- [Problem details] Give every entry again, word for word and in full.

***** Data listing

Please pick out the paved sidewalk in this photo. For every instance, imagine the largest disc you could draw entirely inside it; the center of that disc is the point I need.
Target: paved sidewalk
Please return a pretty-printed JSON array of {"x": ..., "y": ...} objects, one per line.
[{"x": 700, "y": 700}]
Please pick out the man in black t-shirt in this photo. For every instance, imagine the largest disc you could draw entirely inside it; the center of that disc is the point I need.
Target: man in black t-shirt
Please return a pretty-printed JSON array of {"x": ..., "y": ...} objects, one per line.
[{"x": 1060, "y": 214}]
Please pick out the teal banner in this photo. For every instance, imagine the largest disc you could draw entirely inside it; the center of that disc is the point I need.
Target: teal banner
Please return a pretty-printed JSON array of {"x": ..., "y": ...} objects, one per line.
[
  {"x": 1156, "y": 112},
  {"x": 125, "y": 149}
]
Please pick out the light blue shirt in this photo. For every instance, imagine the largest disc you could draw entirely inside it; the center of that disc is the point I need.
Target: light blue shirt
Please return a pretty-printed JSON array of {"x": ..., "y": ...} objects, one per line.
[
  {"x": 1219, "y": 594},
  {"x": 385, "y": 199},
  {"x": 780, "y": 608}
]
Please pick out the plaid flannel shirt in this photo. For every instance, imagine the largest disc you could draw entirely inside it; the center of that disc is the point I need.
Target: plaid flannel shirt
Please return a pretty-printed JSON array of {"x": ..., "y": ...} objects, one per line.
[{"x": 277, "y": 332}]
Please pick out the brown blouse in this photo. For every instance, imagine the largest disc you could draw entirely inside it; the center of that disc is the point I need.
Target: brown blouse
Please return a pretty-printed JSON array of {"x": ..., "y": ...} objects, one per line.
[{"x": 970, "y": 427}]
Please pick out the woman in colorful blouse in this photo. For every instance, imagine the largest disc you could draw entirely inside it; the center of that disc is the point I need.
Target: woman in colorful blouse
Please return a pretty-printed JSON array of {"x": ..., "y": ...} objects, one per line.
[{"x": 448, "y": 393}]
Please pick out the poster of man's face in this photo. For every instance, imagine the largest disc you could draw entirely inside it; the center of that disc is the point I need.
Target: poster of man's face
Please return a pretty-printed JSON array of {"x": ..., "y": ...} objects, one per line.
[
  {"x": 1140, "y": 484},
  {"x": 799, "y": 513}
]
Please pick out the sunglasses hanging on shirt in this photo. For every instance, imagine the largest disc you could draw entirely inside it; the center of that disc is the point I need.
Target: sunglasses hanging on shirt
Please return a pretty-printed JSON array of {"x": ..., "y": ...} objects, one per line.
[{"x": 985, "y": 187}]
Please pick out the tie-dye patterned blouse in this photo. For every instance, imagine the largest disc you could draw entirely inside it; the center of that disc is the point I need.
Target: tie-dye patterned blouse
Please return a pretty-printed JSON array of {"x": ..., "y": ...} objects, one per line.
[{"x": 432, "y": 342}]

**********

- [Answer for the task]
Please pick out the paved sidewalk in this photo. For every instance, imagine the largest disc you could draw entirely inside it; the center of that disc is the point I need.
Target: paved sidewalk
Please return a pretty-printed JSON array of {"x": ..., "y": ...} objects, one per line.
[{"x": 700, "y": 700}]
Please pick out the man in black t-shirt in this photo. For every instance, imagine the largest disc you could draw entirely inside it; the center of that disc is the point I need.
Target: man in black t-shirt
Please return a pretty-printed JSON array of {"x": ..., "y": ...} objects, one per line.
[{"x": 1060, "y": 214}]
Please pick out the teal banner in this photo. For every instance, imagine the largest disc you could draw entirely inside it; the center of that disc is the point I need.
Target: teal banner
Please return a pretty-printed JSON array of {"x": ..., "y": ...} objects, one per line.
[
  {"x": 1156, "y": 112},
  {"x": 125, "y": 149}
]
Please pick out the light blue shirt in this photo. For every instance, imagine the largest disc you could draw entirely inside it; the center of that disc is the point I need.
Target: light blue shirt
Please return a pretty-printed JSON array of {"x": ..., "y": ...} objects, one per line.
[
  {"x": 1219, "y": 594},
  {"x": 385, "y": 199},
  {"x": 780, "y": 608}
]
Please pick out the plaid flannel shirt in this photo. For every instance, imagine the largest disc you could draw entirely inside it; the center of that disc is the point I need.
Target: plaid flannel shirt
Please return a pretty-printed JSON array of {"x": ..., "y": ...} objects, one per line.
[{"x": 277, "y": 332}]
Please pick out the brown blouse in this photo. For every instance, imagine the largest disc you could draw entirely inside it; the center of that disc is the point I need.
Target: brown blouse
Please return a pretty-printed JSON array of {"x": ..., "y": ...} objects, one per line.
[{"x": 970, "y": 427}]
Please pick out the woman in colorful blouse in this photo. For every instance, imagine the largest disc you could draw entirely inside it; the center of that disc is the point I need.
Target: woman in colorful blouse
Please return a pretty-printed JSON array of {"x": ..., "y": ...} objects, one per line.
[{"x": 448, "y": 393}]
Please pick out the poster of man's face in this photo. For every instance, imagine the largest disc you could draw entirely inside it; the center of that disc is the point I need.
Target: poster of man's face
Please return a pretty-printed JSON array of {"x": ..., "y": ...} objects, one per line.
[
  {"x": 1140, "y": 484},
  {"x": 799, "y": 513}
]
Please pick out the sunglasses hanging on shirt in this photo. For every instance, imagine the largest disc you could draw entirely inside it; the center of that disc is the point I need.
Target: sunglasses hanging on shirt
Please return a pretty-printed JSON array of {"x": ..., "y": ...} objects, one per line.
[{"x": 985, "y": 187}]
Please pick out the tie-dye patterned blouse in this photo. For every instance, imagine the largest disc you could draw entirely inside it; the center of that disc is the point I need.
Target: tie-dye patterned blouse
Please return a pretty-printed JSON array of {"x": ..., "y": ...} objects, one per line.
[{"x": 432, "y": 342}]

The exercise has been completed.